**Directions**
Each line below must be set down exactly; omit any image you find.

**Given information**
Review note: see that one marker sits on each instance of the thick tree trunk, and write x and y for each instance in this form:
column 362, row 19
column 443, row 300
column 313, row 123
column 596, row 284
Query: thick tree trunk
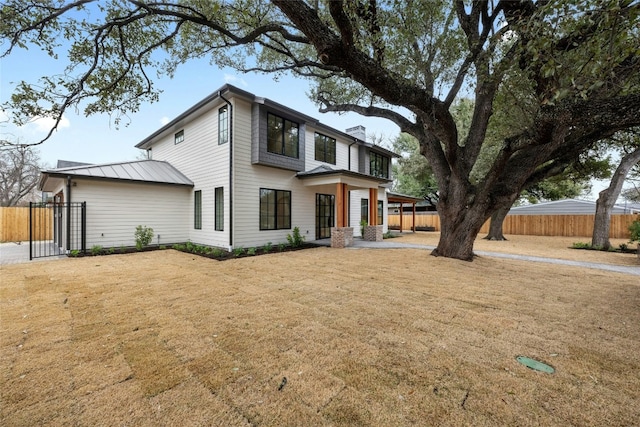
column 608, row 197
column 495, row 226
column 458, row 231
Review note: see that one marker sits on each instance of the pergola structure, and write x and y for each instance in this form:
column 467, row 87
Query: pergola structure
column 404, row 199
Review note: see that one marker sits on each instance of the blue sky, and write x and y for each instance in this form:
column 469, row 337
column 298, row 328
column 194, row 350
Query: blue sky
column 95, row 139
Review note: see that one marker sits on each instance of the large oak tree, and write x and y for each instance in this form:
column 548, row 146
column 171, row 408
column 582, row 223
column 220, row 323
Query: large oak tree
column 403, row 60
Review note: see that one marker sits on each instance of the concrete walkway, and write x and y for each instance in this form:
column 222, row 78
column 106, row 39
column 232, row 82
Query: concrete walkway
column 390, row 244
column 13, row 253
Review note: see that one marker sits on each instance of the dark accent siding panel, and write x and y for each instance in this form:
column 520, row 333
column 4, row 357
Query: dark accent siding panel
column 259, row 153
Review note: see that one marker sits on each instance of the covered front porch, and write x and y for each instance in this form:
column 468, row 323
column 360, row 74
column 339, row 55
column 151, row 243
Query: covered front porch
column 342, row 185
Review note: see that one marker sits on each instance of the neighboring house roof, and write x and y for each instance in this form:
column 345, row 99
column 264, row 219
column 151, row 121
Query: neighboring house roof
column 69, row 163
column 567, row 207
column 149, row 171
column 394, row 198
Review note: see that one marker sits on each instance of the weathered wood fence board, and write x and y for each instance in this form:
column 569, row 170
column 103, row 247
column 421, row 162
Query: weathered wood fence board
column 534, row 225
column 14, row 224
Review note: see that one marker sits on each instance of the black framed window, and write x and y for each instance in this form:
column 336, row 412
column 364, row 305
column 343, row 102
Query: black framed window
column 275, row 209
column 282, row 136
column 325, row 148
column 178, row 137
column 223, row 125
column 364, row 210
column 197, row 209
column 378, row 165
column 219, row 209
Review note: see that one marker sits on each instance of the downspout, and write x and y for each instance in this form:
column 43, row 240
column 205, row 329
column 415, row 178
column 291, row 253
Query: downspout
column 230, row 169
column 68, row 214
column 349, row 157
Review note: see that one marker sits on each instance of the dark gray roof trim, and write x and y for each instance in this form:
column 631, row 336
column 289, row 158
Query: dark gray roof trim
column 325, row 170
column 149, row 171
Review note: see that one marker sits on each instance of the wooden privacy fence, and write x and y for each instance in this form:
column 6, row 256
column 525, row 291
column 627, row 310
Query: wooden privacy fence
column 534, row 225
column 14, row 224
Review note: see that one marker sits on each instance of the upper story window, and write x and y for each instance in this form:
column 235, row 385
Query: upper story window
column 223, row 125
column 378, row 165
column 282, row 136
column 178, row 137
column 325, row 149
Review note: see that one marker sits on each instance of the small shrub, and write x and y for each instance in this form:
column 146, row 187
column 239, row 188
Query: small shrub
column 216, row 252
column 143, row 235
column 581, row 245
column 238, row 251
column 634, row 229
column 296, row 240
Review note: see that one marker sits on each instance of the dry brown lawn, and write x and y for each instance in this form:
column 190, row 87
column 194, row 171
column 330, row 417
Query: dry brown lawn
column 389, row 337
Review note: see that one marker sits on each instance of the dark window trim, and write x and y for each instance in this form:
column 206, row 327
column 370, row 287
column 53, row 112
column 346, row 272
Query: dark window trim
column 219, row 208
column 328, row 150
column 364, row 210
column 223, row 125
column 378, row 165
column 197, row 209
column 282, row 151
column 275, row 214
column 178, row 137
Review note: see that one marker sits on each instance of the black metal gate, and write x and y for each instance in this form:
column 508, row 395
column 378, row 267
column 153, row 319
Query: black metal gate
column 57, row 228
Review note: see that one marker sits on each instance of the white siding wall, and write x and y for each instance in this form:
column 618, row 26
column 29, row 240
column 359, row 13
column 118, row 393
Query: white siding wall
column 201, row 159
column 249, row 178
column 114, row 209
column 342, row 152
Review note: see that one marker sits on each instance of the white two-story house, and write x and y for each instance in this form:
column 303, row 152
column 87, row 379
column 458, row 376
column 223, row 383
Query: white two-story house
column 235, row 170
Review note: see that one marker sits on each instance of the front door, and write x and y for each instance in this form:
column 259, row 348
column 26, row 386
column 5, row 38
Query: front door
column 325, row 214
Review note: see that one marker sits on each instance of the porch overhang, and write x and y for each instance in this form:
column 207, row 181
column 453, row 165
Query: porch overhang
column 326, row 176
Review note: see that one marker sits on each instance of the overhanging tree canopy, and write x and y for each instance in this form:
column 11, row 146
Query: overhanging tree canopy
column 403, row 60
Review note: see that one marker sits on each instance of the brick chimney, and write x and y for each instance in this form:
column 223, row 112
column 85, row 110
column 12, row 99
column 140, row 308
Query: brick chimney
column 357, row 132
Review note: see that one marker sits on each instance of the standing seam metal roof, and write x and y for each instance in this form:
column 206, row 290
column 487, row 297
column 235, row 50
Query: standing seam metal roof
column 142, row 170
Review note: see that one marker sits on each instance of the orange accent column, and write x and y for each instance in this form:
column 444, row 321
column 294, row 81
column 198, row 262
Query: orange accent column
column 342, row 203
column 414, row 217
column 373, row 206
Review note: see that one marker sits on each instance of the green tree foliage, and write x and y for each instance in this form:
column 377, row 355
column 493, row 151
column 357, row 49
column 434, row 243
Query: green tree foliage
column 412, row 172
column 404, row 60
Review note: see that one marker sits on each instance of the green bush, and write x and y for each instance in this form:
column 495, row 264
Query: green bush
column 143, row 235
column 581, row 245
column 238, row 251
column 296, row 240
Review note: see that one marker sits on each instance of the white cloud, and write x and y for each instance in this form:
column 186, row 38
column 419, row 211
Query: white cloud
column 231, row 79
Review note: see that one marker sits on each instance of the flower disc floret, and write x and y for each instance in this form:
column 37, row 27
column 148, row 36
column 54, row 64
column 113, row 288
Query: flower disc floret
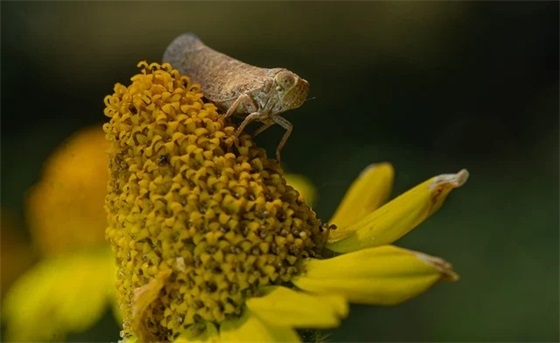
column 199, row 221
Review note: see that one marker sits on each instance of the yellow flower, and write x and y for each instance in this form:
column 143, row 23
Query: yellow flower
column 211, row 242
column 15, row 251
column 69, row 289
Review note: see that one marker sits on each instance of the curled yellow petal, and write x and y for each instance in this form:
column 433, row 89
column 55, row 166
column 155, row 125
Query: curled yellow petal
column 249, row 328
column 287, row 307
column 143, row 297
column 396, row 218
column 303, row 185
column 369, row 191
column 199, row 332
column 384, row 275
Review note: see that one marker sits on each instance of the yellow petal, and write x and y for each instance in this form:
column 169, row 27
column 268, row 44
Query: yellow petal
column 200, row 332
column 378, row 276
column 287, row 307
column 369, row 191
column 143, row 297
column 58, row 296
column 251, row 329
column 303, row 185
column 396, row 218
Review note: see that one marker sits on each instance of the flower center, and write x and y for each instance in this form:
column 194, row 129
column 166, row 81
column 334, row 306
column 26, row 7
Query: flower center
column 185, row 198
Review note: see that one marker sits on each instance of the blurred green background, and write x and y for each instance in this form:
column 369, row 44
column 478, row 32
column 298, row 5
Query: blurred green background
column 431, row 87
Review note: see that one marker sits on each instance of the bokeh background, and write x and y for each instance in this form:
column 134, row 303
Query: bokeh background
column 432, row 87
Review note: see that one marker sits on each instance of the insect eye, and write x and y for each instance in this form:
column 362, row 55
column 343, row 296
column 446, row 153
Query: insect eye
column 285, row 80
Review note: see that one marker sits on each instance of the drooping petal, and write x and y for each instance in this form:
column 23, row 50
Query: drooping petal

**Exercise result**
Review note: see that one marker sits on each instance of the thick tree trunk, and write x and y for each instance in this form:
column 362, row 19
column 443, row 300
column 313, row 123
column 596, row 284
Query: thick tree trunk
column 608, row 197
column 495, row 226
column 458, row 231
Review note: see that one marker sits on each instance of the pergola structure, and write x and y for each instance in this form:
column 467, row 87
Query: pergola structure
column 404, row 199
Review note: see that one marker sits on each instance of the blue sky, and write x and y for each instance in this form:
column 469, row 337
column 298, row 328
column 194, row 350
Query: blue sky
column 95, row 139
Review note: see that one marker sits on each instance of the large oak tree, and write x and y for each instance in this form:
column 548, row 146
column 171, row 408
column 582, row 223
column 220, row 323
Query: large oak tree
column 403, row 60
Review note: see that one marker sits on each instance of the concrete walkway, and write x and y for each instance in this form:
column 222, row 78
column 106, row 39
column 232, row 82
Query: concrete walkway
column 390, row 244
column 13, row 253
Review note: see that one marker sits on each instance of the dark accent siding panel, and write x and y for each instance in this form:
column 520, row 333
column 4, row 357
Query: dark accent siding panel
column 259, row 153
Review note: see that one marker sits on each instance of the covered front porch, and write x and y for each instance in this form:
column 468, row 323
column 360, row 74
column 339, row 55
column 151, row 243
Query: covered front porch
column 342, row 185
Review note: see that one marker sits on each instance of the neighboring house roof, and write x and y for each instance in this form:
column 345, row 99
column 264, row 219
column 151, row 121
Query: neighboring house roof
column 69, row 163
column 567, row 207
column 149, row 171
column 394, row 198
Review note: see that one marker sits on each instance of the weathered wood fence board, and write x and y for each instance in this form:
column 569, row 170
column 103, row 247
column 421, row 162
Query: weathered wood fence board
column 534, row 225
column 14, row 224
Review note: see that one marker sits on each instance of the black framed window, and write x and y for each instance in this form:
column 336, row 412
column 364, row 305
column 343, row 102
Query: black framed window
column 275, row 209
column 282, row 136
column 325, row 148
column 178, row 137
column 223, row 125
column 364, row 210
column 197, row 209
column 378, row 165
column 219, row 209
Review note: see that one marker sits on each instance of the downspout, and write x and y for each instance in this form:
column 43, row 240
column 205, row 329
column 415, row 178
column 291, row 253
Query: downspout
column 230, row 169
column 68, row 214
column 349, row 157
Review note: see that one marker sits on each instance of the dark gray roof trim, and write x and y for each instance in this form:
column 631, row 336
column 289, row 158
Query: dark gray roof trim
column 325, row 170
column 149, row 171
Review note: see that one marker sits on each instance of the wooden privacy fence, and write x and y for each instance in this form:
column 6, row 256
column 525, row 291
column 627, row 310
Query: wooden privacy fence
column 534, row 225
column 14, row 224
Review note: see that one marker sits on each instance of the upper story window, and write x and y for each instance in this form:
column 235, row 385
Query: upper story window
column 223, row 125
column 378, row 165
column 282, row 136
column 178, row 137
column 325, row 149
Review note: see that one marker sits on each instance of the small shrub, and write x and y for each instance in this form:
column 146, row 187
column 239, row 188
Query: small shrub
column 216, row 252
column 143, row 235
column 581, row 245
column 238, row 251
column 634, row 229
column 296, row 240
Review note: see that one marker sits on each instance of the dry brown lawn, and write x and y for each instance in this form:
column 190, row 87
column 194, row 171
column 330, row 417
Query: dry brown lawn
column 389, row 337
Review note: see that one marker sits on each instance of the dark window trim, and write x and y for each instance in this form:
column 206, row 327
column 370, row 287
column 53, row 112
column 346, row 272
Query: dark window trim
column 219, row 208
column 328, row 150
column 364, row 210
column 223, row 125
column 378, row 165
column 197, row 209
column 282, row 151
column 275, row 214
column 178, row 137
Review note: see that one marker sits on each instance of the black metal gate, and write x and y for each instance in this form:
column 508, row 395
column 378, row 267
column 153, row 319
Query: black metal gate
column 57, row 228
Review note: see that one marker sits on each instance of the white siding wall, and write x and y for each instance in this form:
column 618, row 26
column 29, row 240
column 359, row 13
column 118, row 393
Query: white siding wall
column 201, row 159
column 249, row 178
column 114, row 209
column 342, row 152
Review note: see that one marker sits on each instance of the white two-story house, and write x and y for each instance in this form:
column 303, row 152
column 87, row 379
column 458, row 376
column 223, row 383
Query: white two-story house
column 235, row 170
Review note: see that one marker sits on each instance of the front door, and write x and y for each instance in this form:
column 259, row 348
column 26, row 386
column 5, row 38
Query: front door
column 325, row 214
Review note: see that one marker sits on each instance of the porch overhang, and write x and y for each instance in this form:
column 207, row 181
column 453, row 165
Query: porch overhang
column 326, row 176
Review note: see that one marker sits on each instance of the overhanging tree canopy, and write x and y for each instance in this form:
column 11, row 146
Query: overhanging tree canopy
column 403, row 60
Review note: see that one marker sits on each instance of the brick chimney, and write x and y for each instance in this form:
column 223, row 112
column 85, row 110
column 12, row 99
column 140, row 308
Query: brick chimney
column 357, row 132
Review note: see that one marker sits on each instance of the standing seam metal roof, and write x and y for each instance in this form:
column 206, row 290
column 487, row 297
column 235, row 50
Query: standing seam metal roof
column 142, row 170
Review note: see that one marker sits on each instance of the orange accent column, and write x and y for each instance in this form:
column 444, row 321
column 294, row 81
column 198, row 262
Query: orange accent column
column 342, row 203
column 414, row 217
column 373, row 206
Review note: see that one marker sits on each instance of the green tree foliage, and write x and y for each instance in this form:
column 377, row 355
column 493, row 151
column 357, row 49
column 434, row 243
Query: green tree foliage
column 412, row 172
column 404, row 60
Review note: see that one marker sits on each instance of the green bush, and write x and y for each instance in this form:
column 495, row 264
Query: green bush
column 143, row 235
column 581, row 245
column 238, row 251
column 296, row 240
Review note: see that one marker sits on each instance of the white cloud, and write x and y for each instance in this form:
column 186, row 38
column 419, row 211
Query: white cloud
column 231, row 79
Review note: see that one marker sits on each instance of the flower disc floret, and write x and y for each instance in this form:
column 37, row 27
column 148, row 36
column 54, row 64
column 113, row 288
Query: flower disc floret
column 199, row 221
Review note: see that one marker sits on each instance of the yellow flower, and write x and y for each instance in this form:
column 143, row 23
Query: yellow flower
column 211, row 242
column 15, row 251
column 69, row 289
Review note: see that one marker sits on each instance of the curled yellow petal, and write x and y for each instance in this form:
column 433, row 89
column 55, row 166
column 155, row 125
Query: curled yellow petal
column 249, row 328
column 287, row 307
column 143, row 297
column 396, row 218
column 303, row 185
column 369, row 191
column 199, row 332
column 384, row 275
Review note: see that one marker sits on each instance of the yellow petal, and write x and y for each instance in this form:
column 169, row 27
column 268, row 44
Query: yellow petal
column 200, row 332
column 378, row 276
column 287, row 307
column 369, row 191
column 143, row 297
column 58, row 296
column 251, row 329
column 303, row 185
column 396, row 218
Review note: see that one marker sits on each instance of the flower center, and write x and y for each instance in this form:
column 194, row 129
column 166, row 81
column 334, row 306
column 26, row 7
Query: flower center
column 185, row 198
Review note: see that one marker sits on each instance of the blurred green background, and write x and y for each instance in this form:
column 369, row 44
column 478, row 32
column 298, row 5
Query: blurred green background
column 431, row 87
Review note: see that one marker sits on each instance of the bokeh background, and write x and y for each instance in this form:
column 134, row 303
Query: bokeh background
column 432, row 87
Review note: see that one marker sits on each instance of the insect eye, and write x and y for each instance in this form:
column 362, row 55
column 343, row 296
column 446, row 153
Query: insect eye
column 285, row 80
Review note: see that one marker sits on each instance of the drooping petal, and write x and y for each instance in this form:
column 23, row 50
Query: drooping petal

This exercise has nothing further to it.